(Beginning of Text excerpt)

As I prepared this sermon I kept getting distracted by the thoughts of persons for whom I am presently praying: a woman waiting for a stem cell transplant, a ten-year-old and a six-year-old fighting leukemia, a businessman reduced to disability, a newcomer recovering from surgery, a member who lost his father, a friend of over thirty years who passed away. As I made each of these phone calls in the midst of preparing this sermon, I was reminded that life is full of heartache.
B. SUFFERING IS A RESULT OF CLINGING
While pain is inevitable, suffering is optional. We suffer because we cling to things, to people, and to life. Suffering is what happens when we struggle with our experiences because of our inability to accept them. Why do bad things happen to good people? Why do the innocent suffer? Why should an innocent child go hungry or be abused? Why is this happening to me?
C.S. Lewis once said that, if you never want to be hurt, never love anyone or anything, not even your dog. To love is to subject ourselves to pain. The more we love, the more we hurt.
Buddhism says, “If I didn't cling, nothing would frighten me, because there would be nothing I would be afraid to lose, and nothing I would need to be happy."
C. LIBERATION IS POSSIBLE
The road to liberation is detachment. Selfishness can be overcome. Quit complaining about the hand life deals you. Your only choice is the attitude about the cards you hold and the finesse with which you play them. It is incredibly freeing to know that you do not need to be pleased in order to be happy says Buddhism.

(End of Text excerpt)
(Beginning of The data)

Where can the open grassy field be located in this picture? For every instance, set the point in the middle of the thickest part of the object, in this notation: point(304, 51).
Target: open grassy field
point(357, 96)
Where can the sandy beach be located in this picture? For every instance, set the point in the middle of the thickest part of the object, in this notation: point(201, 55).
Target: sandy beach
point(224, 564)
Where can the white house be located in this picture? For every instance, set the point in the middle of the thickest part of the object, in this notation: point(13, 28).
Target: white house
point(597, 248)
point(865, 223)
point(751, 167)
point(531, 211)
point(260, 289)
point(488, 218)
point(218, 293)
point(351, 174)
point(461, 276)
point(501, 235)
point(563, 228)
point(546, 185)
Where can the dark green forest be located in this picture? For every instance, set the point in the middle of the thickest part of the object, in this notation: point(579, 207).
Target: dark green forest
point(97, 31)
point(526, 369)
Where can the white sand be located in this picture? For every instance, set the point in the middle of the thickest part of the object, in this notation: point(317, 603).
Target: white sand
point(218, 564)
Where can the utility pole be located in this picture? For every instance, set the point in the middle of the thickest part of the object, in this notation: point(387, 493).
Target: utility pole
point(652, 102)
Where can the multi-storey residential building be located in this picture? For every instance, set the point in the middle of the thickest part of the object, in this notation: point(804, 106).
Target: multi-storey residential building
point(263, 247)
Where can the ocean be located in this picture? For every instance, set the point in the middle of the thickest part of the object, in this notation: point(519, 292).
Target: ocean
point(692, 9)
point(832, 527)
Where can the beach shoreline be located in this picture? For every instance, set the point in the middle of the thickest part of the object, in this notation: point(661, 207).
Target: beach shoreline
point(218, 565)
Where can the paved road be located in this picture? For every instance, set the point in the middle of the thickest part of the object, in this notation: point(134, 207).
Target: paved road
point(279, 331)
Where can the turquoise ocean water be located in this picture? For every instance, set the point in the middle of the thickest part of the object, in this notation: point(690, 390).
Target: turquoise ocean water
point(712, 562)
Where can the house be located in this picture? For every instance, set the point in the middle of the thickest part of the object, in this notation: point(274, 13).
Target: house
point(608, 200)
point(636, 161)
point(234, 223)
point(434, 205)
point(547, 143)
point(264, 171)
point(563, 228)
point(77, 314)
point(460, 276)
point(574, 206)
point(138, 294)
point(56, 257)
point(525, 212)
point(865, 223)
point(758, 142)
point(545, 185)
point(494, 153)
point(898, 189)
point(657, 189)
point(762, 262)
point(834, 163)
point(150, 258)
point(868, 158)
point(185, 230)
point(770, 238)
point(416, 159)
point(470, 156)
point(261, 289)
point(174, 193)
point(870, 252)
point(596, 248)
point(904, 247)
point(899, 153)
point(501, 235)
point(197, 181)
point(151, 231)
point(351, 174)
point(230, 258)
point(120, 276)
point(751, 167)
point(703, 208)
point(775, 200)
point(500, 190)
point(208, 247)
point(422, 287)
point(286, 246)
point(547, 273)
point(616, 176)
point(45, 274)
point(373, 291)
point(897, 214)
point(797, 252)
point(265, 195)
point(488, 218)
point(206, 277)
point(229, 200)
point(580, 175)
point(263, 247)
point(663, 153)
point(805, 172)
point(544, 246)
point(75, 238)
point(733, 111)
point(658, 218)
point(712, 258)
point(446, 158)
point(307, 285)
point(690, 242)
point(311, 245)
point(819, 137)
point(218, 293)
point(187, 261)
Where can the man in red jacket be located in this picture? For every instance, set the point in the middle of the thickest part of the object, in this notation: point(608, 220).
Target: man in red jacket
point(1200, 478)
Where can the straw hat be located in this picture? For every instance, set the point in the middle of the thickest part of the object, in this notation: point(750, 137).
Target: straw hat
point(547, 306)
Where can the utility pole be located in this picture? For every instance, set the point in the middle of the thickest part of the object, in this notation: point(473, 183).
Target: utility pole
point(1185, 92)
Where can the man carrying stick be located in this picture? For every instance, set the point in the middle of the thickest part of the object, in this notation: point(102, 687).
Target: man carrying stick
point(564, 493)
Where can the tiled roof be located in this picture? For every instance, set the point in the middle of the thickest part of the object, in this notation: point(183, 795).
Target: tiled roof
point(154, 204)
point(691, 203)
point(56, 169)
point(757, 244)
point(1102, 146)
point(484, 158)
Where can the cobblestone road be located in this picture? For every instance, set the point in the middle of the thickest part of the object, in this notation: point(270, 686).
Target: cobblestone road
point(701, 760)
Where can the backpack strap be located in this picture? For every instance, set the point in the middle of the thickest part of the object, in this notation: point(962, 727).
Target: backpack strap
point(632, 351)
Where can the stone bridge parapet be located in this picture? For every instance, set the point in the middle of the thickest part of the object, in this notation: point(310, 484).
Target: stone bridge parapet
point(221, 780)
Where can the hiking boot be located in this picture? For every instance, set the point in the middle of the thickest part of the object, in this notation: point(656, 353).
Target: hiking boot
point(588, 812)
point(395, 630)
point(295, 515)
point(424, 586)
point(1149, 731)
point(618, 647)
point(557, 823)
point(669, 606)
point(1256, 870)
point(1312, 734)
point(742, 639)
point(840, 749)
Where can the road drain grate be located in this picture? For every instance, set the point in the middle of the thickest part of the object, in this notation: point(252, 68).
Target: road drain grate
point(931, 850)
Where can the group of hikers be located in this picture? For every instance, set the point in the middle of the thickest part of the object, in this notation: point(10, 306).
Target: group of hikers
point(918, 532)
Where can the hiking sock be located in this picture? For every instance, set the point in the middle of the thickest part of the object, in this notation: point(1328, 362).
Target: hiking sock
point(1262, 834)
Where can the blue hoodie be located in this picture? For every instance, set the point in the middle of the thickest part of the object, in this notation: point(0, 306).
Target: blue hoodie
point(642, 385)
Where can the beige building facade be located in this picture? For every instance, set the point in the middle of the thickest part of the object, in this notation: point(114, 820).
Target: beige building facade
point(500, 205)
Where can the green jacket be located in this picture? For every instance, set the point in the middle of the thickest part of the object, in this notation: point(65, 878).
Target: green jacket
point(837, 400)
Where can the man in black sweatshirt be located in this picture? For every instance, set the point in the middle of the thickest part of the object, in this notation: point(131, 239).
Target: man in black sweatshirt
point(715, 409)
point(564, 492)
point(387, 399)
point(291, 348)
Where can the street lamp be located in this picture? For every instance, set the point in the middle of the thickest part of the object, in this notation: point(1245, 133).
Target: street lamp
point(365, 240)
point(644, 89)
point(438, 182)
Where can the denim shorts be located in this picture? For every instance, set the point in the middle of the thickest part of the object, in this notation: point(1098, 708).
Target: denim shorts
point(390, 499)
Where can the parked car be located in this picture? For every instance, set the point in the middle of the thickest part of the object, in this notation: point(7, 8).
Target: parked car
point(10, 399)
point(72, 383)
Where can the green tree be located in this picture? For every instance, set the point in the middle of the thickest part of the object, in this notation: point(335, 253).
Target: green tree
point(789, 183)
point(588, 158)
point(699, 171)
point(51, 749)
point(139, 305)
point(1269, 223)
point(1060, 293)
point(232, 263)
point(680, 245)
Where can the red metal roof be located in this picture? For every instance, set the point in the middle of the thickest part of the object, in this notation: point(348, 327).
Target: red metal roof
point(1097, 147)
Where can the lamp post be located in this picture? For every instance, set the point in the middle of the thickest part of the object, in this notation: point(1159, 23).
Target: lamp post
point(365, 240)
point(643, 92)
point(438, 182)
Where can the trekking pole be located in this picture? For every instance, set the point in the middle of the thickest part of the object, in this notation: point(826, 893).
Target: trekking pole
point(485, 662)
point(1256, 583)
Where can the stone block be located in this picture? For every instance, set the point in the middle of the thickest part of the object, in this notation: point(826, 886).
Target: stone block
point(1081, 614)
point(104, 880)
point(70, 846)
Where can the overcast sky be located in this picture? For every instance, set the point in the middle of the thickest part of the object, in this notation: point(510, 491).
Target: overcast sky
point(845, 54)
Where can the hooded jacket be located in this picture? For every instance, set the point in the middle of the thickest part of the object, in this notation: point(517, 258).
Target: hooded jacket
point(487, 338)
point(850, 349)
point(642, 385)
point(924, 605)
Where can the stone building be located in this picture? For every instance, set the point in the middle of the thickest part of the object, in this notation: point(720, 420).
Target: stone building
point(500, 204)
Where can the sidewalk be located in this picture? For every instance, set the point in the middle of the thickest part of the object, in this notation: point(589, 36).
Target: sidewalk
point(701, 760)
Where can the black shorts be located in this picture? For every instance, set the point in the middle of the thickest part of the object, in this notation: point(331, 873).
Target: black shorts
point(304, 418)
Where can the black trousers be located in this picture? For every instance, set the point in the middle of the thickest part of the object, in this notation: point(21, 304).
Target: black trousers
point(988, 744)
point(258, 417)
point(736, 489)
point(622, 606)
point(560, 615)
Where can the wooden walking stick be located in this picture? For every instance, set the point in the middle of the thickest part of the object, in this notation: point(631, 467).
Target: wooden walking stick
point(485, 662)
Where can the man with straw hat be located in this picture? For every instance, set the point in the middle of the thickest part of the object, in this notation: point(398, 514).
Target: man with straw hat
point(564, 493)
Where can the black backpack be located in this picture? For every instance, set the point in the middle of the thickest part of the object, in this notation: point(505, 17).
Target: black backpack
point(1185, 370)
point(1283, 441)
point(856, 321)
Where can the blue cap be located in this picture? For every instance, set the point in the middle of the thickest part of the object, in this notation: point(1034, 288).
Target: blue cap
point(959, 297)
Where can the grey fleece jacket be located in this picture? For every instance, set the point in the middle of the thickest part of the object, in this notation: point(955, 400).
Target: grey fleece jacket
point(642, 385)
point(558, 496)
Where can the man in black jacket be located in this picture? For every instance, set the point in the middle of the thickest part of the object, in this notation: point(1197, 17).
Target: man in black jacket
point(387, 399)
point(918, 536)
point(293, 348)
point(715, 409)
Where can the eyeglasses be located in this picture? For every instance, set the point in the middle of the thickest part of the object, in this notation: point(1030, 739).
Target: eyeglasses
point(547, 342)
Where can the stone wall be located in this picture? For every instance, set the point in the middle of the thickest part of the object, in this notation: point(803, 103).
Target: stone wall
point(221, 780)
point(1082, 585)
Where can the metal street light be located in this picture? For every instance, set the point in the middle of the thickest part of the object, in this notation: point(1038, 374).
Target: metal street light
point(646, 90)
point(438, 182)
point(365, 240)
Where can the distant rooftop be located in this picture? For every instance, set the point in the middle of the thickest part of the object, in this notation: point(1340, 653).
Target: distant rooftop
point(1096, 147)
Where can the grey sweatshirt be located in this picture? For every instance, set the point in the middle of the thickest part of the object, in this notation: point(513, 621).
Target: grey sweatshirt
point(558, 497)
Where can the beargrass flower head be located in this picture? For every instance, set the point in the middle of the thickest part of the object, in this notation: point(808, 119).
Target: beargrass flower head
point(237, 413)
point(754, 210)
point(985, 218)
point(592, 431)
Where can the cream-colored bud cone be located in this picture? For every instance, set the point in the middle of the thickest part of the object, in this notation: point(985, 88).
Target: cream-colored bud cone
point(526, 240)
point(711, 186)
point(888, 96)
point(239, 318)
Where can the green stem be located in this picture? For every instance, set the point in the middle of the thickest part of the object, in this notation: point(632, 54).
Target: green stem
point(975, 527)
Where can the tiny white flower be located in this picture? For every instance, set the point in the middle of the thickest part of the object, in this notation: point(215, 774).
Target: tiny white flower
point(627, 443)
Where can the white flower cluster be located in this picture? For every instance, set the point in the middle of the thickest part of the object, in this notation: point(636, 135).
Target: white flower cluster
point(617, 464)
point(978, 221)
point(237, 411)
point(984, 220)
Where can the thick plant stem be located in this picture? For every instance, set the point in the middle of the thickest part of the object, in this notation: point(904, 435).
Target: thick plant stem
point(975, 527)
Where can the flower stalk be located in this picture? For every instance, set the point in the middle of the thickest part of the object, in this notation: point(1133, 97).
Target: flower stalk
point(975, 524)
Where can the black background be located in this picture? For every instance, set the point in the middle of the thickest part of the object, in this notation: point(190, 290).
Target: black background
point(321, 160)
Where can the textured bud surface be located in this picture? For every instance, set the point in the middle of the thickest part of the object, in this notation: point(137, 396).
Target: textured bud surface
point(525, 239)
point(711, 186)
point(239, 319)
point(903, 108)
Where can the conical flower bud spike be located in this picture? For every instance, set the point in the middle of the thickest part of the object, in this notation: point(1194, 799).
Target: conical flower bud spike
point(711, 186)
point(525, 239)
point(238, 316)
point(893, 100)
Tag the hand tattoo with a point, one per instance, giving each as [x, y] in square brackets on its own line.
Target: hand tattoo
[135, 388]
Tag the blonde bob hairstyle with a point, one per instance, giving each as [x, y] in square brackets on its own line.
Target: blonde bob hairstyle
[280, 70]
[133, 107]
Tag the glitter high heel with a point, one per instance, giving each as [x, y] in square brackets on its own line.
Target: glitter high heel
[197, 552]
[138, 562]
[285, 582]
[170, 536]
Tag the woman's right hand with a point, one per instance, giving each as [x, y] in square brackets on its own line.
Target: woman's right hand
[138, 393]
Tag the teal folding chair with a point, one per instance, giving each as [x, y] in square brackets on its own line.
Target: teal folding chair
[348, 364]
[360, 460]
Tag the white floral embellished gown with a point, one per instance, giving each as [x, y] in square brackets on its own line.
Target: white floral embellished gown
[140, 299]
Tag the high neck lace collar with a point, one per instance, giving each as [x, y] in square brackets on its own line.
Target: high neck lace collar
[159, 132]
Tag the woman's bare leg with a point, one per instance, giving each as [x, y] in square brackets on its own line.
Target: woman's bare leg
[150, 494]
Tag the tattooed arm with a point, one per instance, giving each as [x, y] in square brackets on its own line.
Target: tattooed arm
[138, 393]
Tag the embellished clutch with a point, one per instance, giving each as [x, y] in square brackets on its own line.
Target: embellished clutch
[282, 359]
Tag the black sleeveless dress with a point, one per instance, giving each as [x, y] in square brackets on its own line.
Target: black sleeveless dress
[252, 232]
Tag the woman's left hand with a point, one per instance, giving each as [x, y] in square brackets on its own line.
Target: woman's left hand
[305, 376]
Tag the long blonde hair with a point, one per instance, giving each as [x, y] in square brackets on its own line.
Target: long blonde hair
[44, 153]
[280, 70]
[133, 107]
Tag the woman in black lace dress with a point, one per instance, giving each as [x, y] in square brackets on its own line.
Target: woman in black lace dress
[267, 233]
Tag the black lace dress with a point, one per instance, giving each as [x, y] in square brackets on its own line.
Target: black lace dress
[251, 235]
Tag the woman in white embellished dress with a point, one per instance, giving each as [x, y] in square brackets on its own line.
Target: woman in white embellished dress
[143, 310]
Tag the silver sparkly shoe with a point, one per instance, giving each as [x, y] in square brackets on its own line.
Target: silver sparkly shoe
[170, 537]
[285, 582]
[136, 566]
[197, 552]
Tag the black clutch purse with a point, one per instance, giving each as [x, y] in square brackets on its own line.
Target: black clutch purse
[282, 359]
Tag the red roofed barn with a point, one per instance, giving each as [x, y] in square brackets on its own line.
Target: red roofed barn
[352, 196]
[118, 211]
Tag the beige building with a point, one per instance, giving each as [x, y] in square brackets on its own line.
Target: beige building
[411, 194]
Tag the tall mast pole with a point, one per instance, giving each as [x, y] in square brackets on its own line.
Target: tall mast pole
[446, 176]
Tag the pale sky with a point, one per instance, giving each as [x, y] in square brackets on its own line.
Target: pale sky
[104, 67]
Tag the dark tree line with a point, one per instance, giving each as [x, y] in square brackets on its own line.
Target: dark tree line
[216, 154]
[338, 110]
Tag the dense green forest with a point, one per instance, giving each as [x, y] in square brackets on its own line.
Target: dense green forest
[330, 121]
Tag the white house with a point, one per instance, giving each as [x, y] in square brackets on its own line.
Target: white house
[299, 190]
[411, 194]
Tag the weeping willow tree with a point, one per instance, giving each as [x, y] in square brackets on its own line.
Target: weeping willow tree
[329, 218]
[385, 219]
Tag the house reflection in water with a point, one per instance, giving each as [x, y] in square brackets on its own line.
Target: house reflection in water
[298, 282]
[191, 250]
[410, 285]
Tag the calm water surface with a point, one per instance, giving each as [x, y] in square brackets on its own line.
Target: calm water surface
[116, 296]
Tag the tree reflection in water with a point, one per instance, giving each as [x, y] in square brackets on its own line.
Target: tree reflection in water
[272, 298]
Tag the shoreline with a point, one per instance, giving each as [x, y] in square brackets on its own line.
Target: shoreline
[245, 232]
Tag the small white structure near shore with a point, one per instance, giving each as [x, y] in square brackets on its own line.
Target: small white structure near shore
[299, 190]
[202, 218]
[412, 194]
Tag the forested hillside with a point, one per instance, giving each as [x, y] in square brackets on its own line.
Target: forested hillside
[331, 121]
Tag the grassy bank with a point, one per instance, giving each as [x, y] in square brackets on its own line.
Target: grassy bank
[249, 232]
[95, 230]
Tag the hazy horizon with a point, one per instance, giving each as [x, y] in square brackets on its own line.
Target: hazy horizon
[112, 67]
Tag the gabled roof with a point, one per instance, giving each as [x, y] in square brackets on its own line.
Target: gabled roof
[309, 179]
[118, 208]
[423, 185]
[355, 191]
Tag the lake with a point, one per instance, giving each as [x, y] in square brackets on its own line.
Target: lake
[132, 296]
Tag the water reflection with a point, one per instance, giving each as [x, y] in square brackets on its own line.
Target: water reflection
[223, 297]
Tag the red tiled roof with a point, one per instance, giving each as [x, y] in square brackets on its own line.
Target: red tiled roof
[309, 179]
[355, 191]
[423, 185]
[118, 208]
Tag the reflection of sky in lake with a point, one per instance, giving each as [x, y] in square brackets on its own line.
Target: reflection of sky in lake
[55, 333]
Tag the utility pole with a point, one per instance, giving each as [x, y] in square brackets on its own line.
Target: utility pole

(End of The data)

## Required tasks
(A) Answer from the sermon excerpt:
(i) How old are the two children fighting leukemia?
(ii) What three things does the excerpt say we cling to?
(iii) What is named as the road to liberation?
(B) Please list every question that the sermon excerpt asks.
(C) Rewrite the part of the sermon excerpt starting at "B. SUFFERING IS" and ending at "more we hurt.", replacing "love" with "care".
Nothing in the records is needed here.

## Answers below
(A)
(i) Ten and six.
(ii) Things, people, and life.
(iii) Detachment.

(B)
- Why do bad things happen to good people?
- Why do the innocent suffer?
- Why should an innocent child go hungry or be abused?
- Why is this happening to me?

(C)
B. SUFFERING IS A RESULT OF CLINGING
While pain is inevitable, suffering is optional. We suffer because we cling to things, to people, and to life. Suffering is what happens when we struggle with our experiences because of our inability to accept them. Why do bad things happen to good people? Why do the innocent suffer? Why should an innocent child go hungry or be abused? Why is this happening to me?
C.S. Lewis once said that, if you never want to be hurt, never care anyone or anything, not even your dog. To care is to subject ourselves to pain. The more we care, the more we hurt.